**** Supplied information ****
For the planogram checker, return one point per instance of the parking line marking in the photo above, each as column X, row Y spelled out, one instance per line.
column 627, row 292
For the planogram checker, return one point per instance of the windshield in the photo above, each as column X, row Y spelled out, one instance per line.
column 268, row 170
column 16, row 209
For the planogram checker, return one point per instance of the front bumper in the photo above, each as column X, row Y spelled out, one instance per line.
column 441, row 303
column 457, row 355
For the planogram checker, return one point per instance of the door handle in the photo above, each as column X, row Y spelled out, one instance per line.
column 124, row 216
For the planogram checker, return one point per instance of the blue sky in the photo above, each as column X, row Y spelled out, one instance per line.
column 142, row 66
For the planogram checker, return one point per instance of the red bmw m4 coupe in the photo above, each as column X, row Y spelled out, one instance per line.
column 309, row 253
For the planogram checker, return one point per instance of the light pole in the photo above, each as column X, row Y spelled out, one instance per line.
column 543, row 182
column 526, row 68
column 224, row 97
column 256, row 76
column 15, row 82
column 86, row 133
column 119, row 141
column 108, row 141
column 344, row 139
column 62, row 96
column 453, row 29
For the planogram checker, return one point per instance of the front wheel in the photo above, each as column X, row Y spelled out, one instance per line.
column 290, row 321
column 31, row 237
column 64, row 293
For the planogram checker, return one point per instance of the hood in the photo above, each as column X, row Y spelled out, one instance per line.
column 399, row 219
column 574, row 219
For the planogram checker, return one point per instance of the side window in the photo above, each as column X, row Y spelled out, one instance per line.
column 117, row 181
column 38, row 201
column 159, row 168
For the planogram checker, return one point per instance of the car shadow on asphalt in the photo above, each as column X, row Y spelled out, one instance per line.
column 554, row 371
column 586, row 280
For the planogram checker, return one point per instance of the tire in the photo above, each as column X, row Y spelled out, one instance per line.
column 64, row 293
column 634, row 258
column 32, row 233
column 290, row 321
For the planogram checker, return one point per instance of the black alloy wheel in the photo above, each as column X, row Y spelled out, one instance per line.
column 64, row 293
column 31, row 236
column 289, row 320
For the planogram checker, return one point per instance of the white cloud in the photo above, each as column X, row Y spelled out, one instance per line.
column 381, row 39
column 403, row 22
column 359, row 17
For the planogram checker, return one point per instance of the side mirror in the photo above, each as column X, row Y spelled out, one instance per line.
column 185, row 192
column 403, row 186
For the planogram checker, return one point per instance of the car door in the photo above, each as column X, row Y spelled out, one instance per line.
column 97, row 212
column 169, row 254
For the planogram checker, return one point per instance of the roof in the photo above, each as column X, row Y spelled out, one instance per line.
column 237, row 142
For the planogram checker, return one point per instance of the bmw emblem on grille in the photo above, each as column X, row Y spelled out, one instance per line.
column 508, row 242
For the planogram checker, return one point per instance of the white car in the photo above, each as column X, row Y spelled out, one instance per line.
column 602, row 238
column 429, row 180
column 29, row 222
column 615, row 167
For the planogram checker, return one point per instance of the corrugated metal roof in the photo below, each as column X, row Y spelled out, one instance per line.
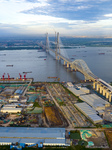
column 89, row 111
column 32, row 135
column 93, row 100
column 32, row 132
column 76, row 92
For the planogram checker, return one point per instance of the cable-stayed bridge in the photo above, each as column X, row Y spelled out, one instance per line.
column 79, row 65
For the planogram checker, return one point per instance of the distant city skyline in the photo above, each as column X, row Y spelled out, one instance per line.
column 80, row 18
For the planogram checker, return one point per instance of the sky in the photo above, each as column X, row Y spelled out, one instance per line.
column 80, row 18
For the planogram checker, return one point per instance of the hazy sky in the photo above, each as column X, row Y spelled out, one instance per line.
column 69, row 17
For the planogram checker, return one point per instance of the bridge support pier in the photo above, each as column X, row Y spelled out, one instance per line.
column 64, row 63
column 101, row 89
column 97, row 87
column 67, row 65
column 110, row 97
column 94, row 85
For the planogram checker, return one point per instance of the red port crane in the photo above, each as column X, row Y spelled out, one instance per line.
column 8, row 76
column 20, row 76
column 3, row 76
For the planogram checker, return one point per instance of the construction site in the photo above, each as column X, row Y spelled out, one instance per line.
column 24, row 103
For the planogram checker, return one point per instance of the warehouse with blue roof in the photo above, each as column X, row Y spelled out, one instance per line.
column 29, row 136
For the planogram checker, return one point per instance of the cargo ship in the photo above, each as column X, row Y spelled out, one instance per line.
column 28, row 72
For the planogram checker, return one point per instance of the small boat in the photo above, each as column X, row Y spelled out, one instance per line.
column 9, row 65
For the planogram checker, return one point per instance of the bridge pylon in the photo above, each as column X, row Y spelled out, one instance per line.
column 47, row 43
column 57, row 51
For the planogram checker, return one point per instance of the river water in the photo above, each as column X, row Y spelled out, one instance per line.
column 98, row 59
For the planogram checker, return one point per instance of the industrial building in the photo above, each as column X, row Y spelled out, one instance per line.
column 77, row 91
column 89, row 112
column 11, row 110
column 96, row 102
column 47, row 136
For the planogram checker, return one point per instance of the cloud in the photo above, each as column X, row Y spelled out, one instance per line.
column 72, row 10
column 108, row 15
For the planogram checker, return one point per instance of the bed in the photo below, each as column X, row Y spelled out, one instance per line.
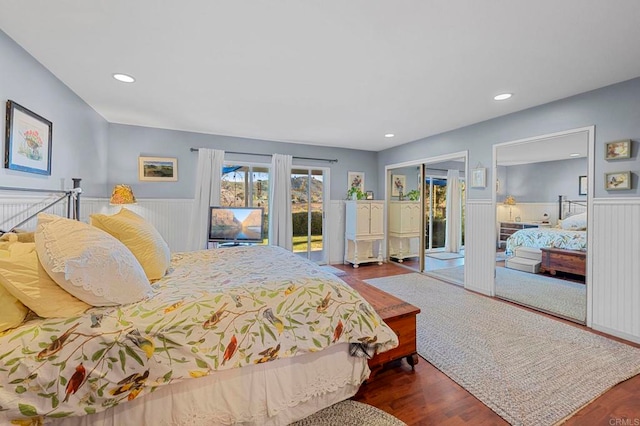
column 239, row 335
column 564, row 244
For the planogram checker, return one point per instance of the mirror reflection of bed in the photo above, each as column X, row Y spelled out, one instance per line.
column 541, row 211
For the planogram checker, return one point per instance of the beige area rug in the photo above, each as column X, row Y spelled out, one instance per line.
column 350, row 413
column 528, row 368
column 445, row 255
column 333, row 270
column 560, row 297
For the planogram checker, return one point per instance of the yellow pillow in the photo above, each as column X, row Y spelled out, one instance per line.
column 144, row 241
column 24, row 277
column 13, row 311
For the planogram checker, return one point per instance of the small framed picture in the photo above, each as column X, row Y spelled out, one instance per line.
column 618, row 150
column 158, row 169
column 582, row 185
column 617, row 180
column 479, row 177
column 398, row 185
column 28, row 141
column 356, row 180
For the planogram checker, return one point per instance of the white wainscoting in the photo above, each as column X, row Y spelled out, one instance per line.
column 480, row 247
column 615, row 267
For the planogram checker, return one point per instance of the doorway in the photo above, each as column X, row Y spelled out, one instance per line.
column 308, row 209
column 539, row 183
column 422, row 241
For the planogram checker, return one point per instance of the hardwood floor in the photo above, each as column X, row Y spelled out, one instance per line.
column 426, row 396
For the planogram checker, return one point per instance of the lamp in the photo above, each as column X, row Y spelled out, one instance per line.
column 122, row 194
column 509, row 201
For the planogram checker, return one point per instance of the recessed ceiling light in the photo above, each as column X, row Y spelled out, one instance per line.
column 502, row 96
column 124, row 78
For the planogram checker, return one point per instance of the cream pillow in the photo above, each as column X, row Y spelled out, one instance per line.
column 576, row 222
column 12, row 311
column 144, row 241
column 24, row 277
column 89, row 263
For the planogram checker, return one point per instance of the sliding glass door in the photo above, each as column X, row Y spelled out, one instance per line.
column 247, row 186
column 308, row 212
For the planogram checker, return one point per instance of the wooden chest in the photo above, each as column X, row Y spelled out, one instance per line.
column 560, row 260
column 400, row 316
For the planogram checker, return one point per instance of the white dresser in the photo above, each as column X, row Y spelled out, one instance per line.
column 364, row 231
column 404, row 229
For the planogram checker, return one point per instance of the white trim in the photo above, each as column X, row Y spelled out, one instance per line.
column 616, row 201
column 429, row 160
column 616, row 333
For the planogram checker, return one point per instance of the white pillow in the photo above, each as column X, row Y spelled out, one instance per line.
column 89, row 263
column 576, row 222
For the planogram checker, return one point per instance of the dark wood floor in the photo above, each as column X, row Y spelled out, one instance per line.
column 425, row 396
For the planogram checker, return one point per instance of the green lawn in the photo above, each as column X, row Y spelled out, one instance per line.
column 300, row 243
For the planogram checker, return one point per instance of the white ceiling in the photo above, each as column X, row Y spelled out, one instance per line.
column 335, row 73
column 545, row 148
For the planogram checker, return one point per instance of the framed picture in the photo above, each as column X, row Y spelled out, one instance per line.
column 618, row 150
column 398, row 185
column 479, row 177
column 582, row 185
column 28, row 141
column 356, row 179
column 158, row 169
column 617, row 180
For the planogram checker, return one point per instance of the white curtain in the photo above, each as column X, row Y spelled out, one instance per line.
column 280, row 221
column 208, row 177
column 453, row 235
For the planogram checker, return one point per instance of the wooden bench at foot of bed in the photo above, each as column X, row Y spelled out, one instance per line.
column 561, row 260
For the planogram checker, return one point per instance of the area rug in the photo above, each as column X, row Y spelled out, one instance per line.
column 333, row 270
column 528, row 368
column 350, row 413
column 445, row 255
column 560, row 297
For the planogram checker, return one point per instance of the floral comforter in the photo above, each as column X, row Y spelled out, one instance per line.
column 547, row 237
column 215, row 309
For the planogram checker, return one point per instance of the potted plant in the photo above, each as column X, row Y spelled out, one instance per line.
column 413, row 195
column 354, row 193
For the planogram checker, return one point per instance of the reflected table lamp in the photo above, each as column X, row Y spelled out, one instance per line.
column 510, row 201
column 122, row 194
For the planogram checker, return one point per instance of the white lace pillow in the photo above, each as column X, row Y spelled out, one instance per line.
column 89, row 263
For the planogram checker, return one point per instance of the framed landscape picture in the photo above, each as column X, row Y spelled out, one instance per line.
column 618, row 150
column 158, row 169
column 617, row 180
column 28, row 141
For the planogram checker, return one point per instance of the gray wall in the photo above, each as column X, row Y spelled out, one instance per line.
column 543, row 182
column 614, row 110
column 127, row 143
column 79, row 144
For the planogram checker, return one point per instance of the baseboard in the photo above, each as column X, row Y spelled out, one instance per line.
column 616, row 333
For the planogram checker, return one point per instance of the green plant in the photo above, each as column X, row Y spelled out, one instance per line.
column 359, row 195
column 413, row 195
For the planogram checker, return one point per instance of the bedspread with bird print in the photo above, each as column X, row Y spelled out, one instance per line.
column 215, row 309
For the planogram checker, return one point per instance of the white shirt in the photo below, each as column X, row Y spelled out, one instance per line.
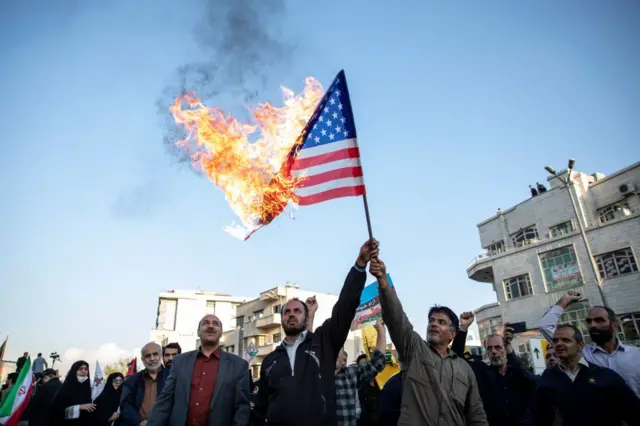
column 574, row 373
column 292, row 348
column 624, row 360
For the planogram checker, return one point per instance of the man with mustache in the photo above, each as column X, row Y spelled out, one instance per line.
column 606, row 350
column 207, row 387
column 169, row 352
column 577, row 392
column 140, row 391
column 505, row 385
column 297, row 384
column 439, row 386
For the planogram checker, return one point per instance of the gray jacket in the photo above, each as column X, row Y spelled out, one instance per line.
column 230, row 401
column 437, row 391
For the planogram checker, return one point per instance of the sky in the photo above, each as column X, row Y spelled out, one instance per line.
column 458, row 108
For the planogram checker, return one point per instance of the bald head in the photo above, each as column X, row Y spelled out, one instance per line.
column 151, row 354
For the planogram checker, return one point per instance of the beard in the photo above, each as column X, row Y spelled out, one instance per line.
column 600, row 337
column 497, row 361
column 294, row 330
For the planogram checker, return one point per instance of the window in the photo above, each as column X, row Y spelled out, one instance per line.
column 613, row 211
column 563, row 228
column 524, row 236
column 519, row 286
column 619, row 262
column 490, row 326
column 167, row 309
column 575, row 315
column 630, row 328
column 495, row 248
column 560, row 268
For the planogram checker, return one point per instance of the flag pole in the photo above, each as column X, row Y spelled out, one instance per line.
column 366, row 213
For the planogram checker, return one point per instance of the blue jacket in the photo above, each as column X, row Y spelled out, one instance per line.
column 597, row 397
column 132, row 395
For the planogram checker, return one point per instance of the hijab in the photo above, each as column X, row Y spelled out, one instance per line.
column 108, row 401
column 71, row 393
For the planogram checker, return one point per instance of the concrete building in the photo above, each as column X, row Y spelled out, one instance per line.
column 179, row 312
column 535, row 253
column 258, row 321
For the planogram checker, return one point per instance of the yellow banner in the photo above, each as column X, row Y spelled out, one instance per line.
column 369, row 337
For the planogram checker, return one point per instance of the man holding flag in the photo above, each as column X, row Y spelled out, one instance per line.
column 18, row 398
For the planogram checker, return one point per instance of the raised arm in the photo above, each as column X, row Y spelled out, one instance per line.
column 370, row 369
column 338, row 325
column 403, row 336
column 549, row 321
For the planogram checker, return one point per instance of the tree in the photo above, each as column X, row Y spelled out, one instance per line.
column 120, row 366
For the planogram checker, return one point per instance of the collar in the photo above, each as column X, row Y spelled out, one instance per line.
column 145, row 373
column 619, row 347
column 300, row 338
column 581, row 362
column 215, row 353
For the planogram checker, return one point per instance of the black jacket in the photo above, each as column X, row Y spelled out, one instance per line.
column 41, row 405
column 308, row 396
column 506, row 399
column 133, row 394
column 597, row 397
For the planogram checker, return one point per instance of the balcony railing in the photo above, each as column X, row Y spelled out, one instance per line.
column 268, row 321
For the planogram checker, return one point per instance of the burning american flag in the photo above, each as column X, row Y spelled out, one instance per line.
column 297, row 160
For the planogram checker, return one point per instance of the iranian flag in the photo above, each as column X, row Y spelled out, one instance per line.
column 18, row 398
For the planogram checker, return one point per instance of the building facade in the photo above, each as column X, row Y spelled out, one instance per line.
column 535, row 253
column 258, row 322
column 179, row 312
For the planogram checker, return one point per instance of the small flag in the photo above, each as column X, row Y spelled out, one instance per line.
column 132, row 367
column 98, row 382
column 326, row 156
column 2, row 349
column 18, row 398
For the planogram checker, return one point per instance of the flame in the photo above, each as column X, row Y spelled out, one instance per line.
column 252, row 176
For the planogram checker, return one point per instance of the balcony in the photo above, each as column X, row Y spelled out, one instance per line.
column 268, row 321
column 273, row 294
column 265, row 350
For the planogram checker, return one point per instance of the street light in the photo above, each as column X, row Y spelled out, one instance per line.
column 567, row 183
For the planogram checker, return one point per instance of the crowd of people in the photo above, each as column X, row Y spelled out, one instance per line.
column 306, row 381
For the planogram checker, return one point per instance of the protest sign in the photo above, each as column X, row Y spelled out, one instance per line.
column 369, row 310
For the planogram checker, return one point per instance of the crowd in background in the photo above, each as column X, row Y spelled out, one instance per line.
column 306, row 381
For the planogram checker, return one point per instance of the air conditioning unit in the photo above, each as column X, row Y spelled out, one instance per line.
column 627, row 189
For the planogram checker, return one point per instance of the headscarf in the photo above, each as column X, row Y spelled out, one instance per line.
column 107, row 402
column 71, row 393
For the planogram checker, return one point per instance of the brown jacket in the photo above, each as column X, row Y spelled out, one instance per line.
column 437, row 391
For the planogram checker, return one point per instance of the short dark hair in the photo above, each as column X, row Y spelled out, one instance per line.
column 304, row 306
column 610, row 313
column 576, row 331
column 173, row 345
column 455, row 322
****
Give the part of the listing that runs from its start through the line containing "column 159, row 168" as a two-column CSV with the columns task_text and coordinates. Each row pairs one line of wording with the coordinate lines beneath it, each in a single quoted field with line breaks turned into spaces.

task_text,coordinates
"For the planogram checker, return one point per instance of the parking line marking in the photo above, each as column X, row Y spelled out, one instance per line.","column 627, row 292"
"For the planogram checker, return one point per instance of the windshield in the photo above, each as column X, row Y spelled out, one instance per line.","column 268, row 170 column 16, row 209"
"For the planogram checker, return one point per instance of the front bumper in the photo above, each as column X, row Y spelled out, one instance per line.","column 441, row 303 column 457, row 355"
"For the planogram checker, return one point per instance of the door handle in the photo above, each as column X, row Y spelled out, one instance per line.","column 124, row 216"
"For the planogram checker, return one point per instance of the blue sky in the photo above, each as column X, row Y spelled out, one instance per line.","column 142, row 66"
"For the planogram checker, return one point per instance of the red bmw m4 coupe in the photo above, each as column X, row Y spelled out, one instance per line.","column 309, row 253"
"For the planogram checker, return one point per instance of the light pole in the photo above, each as column X, row Y spelled out, one instance per line.","column 543, row 182 column 526, row 68 column 224, row 97 column 256, row 76 column 15, row 82 column 86, row 133 column 119, row 141 column 108, row 141 column 344, row 139 column 62, row 96 column 453, row 29"
"For the planogram checker, return one point per instance of the front wheel in the photo above, each as column X, row Y spelled out, one instance per line.","column 290, row 321 column 31, row 237 column 64, row 293"
"For the planogram checker, return one point per instance of the hood in the photo above, each as column X, row Y spelled out, one instance per line.","column 399, row 219 column 574, row 219"
"For the planogram checker, return one point per instance of the side window in the photo above, each as column X, row Y spelled out, one instance per line.","column 117, row 181 column 38, row 201 column 159, row 168"